**Point-per-instance localization data**.
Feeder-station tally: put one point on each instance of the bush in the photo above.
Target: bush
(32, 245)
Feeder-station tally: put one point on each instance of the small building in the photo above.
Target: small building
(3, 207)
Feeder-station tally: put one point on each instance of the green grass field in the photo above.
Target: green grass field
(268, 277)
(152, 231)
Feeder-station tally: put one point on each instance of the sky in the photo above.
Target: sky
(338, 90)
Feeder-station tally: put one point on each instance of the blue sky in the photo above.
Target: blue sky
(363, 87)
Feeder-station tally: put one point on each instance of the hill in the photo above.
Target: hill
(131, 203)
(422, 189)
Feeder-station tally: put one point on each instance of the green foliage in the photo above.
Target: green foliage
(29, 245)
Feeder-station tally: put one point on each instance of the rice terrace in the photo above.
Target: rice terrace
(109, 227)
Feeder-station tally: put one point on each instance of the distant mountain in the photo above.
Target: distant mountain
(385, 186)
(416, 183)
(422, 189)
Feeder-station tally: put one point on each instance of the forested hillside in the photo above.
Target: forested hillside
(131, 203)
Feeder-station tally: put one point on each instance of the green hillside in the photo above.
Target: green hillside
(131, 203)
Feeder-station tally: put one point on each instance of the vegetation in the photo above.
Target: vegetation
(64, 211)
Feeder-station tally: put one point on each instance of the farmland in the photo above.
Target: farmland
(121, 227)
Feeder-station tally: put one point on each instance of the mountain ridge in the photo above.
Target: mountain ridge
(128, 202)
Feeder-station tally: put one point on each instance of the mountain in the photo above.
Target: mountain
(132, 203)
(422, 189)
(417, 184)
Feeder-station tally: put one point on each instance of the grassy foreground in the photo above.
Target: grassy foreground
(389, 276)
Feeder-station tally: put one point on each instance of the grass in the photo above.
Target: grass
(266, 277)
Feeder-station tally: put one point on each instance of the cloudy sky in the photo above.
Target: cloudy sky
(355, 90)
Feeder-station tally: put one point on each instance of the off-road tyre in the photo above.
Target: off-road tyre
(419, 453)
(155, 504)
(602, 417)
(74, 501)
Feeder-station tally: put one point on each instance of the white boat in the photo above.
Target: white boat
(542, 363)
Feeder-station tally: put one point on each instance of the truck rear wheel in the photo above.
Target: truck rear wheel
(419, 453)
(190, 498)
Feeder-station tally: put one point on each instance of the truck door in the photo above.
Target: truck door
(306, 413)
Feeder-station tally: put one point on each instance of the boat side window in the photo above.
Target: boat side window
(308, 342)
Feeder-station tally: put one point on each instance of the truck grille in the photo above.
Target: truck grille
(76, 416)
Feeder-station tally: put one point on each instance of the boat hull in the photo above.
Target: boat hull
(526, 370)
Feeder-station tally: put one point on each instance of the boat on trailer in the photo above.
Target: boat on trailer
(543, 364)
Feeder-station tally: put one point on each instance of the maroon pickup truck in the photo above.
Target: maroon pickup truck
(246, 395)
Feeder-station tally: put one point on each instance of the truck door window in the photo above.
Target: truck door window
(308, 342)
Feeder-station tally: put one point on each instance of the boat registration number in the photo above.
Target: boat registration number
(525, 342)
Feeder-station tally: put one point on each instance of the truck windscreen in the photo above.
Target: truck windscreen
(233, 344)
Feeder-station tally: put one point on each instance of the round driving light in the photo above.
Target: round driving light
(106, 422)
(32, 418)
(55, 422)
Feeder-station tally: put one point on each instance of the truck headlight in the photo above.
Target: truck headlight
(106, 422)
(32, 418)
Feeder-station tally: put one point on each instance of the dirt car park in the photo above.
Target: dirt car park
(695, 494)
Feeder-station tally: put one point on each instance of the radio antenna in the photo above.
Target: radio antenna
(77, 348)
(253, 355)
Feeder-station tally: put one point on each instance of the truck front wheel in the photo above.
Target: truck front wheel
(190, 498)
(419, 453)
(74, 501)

**Assignment**.
Print each entry above word for word, leaving none out.

**Solution to this problem**.
Feeder-station tally: put one point on each instance of the bush in the photo above.
Target: bush
(32, 245)
Feeder-station tally: put one point on each instance of the small building in the photo above.
Target: small building
(3, 207)
Feeder-station tally: put one point on each instance of the green grass field in the photo above.
Target: green grass field
(268, 277)
(152, 231)
Feeder-station tally: put one point on each instance of the sky in the photo above.
Target: sky
(338, 90)
Feeder-station tally: put one point on each instance of the blue sky in the photo above.
Target: blue sky
(363, 87)
Feeder-station tally: put one point on each instance of the hill in the photo above.
Target: hill
(131, 203)
(422, 189)
Feeder-station tally: put one point on each instance of the green foliage in the photo above.
Target: green foliage
(29, 245)
Feeder-station tally: put one point on each instance of the rice terrace in the photo above.
Target: rice terrace
(109, 227)
Feeder-station tally: put one point on each instance of the distant mountain in the photo above.
Target: distant mountain
(385, 186)
(416, 183)
(422, 189)
Feeder-station tally: put one point on each instance of the forested hillside in the photo above.
Target: forested hillside
(131, 203)
Feeder-station tally: put one point on each instance of the green hillside in the photo above.
Target: green hillside
(131, 203)
Feeder-station tally: put one point on each instance of the vegetation in the photo above.
Target: vegetation
(64, 211)
Feeder-station tally: put one point on each instance of the farmland in the photo above.
Target: farmland
(121, 227)
Feeder-station tally: put one point on each instance of the mountain ridge in the photo above.
Target: mountain ridge
(128, 202)
Feeder-station tally: put one point on each instance of the mountain in the photo above.
Target: mountain
(132, 203)
(422, 189)
(417, 184)
Feeder-station tally: put one point on each instance of the grassy foreground in the photo above.
Target: grassy foreground
(389, 276)
Feeder-station tally: put one point on each instance of the grass in the photo above.
Target: grass
(266, 277)
Feeder-station tally: put one point on each instance of the cloudy sky in the photo above.
Target: cloudy sky
(355, 90)
Feeder-station tally: put one point on each instance of the off-road tyre in the photo above.
Target: off-road tyre
(419, 453)
(155, 504)
(602, 417)
(74, 501)
Feeder-station tally: put one point on each instance of the white boat in the photo above.
Target: white boat
(542, 363)
Feeder-station tally: put one point on each instance of the truck rear wheel in the photo above.
Target: truck rear wheel
(419, 453)
(190, 498)
Feeder-station tally: put one point on each instance of the truck door in the photo above.
Target: truck door
(306, 413)
Feeder-station tally: put one point on each instance of the boat side window in the photo above.
Target: boat side window
(308, 342)
Feeder-station tally: put one point on each instance of the truck grille in the photo above.
Target: truck grille
(76, 416)
Feeder-station tally: put one point on each instance of the boat hull in the photo above.
Target: boat hull
(526, 370)
Feeder-station tally: put one point on each instance of the boat on trailer in the photo above.
Target: boat on trailer
(543, 364)
Feeder-station tally: put one point on each instance of the maroon pickup truck in the photo above.
Target: maroon pickup truck
(246, 395)
Feeder-station tally: put one point on each instance of the truck door window in the photo above.
Target: truck door window
(308, 342)
Feeder-station tally: put one point on each instance of the boat registration number in the photo above.
Target: boat registration number
(525, 342)
Feeder-station tally: put one point on each instance of the truck windscreen in the photo above.
Target: truck windscreen
(233, 344)
Feeder-station tally: put one point on each instance of the round driving light in the photo above.
Target: round driving light
(106, 422)
(32, 418)
(55, 422)
Feeder-station tally: put one point on each instance of the truck headlight in the photo above.
Target: truck headlight
(106, 422)
(32, 418)
Feeder-station tally: put one point on each instance of the dirt car park in the photo above.
Target: dirt car park
(695, 494)
Feeder-station tally: put one point on each instance of the radio antenna in the photo above.
Target: radio antenna
(77, 348)
(253, 355)
Feeder-station tally: put one point on each instance of the truck front wheel in the photo above.
Target: truck front wheel
(190, 498)
(419, 453)
(74, 501)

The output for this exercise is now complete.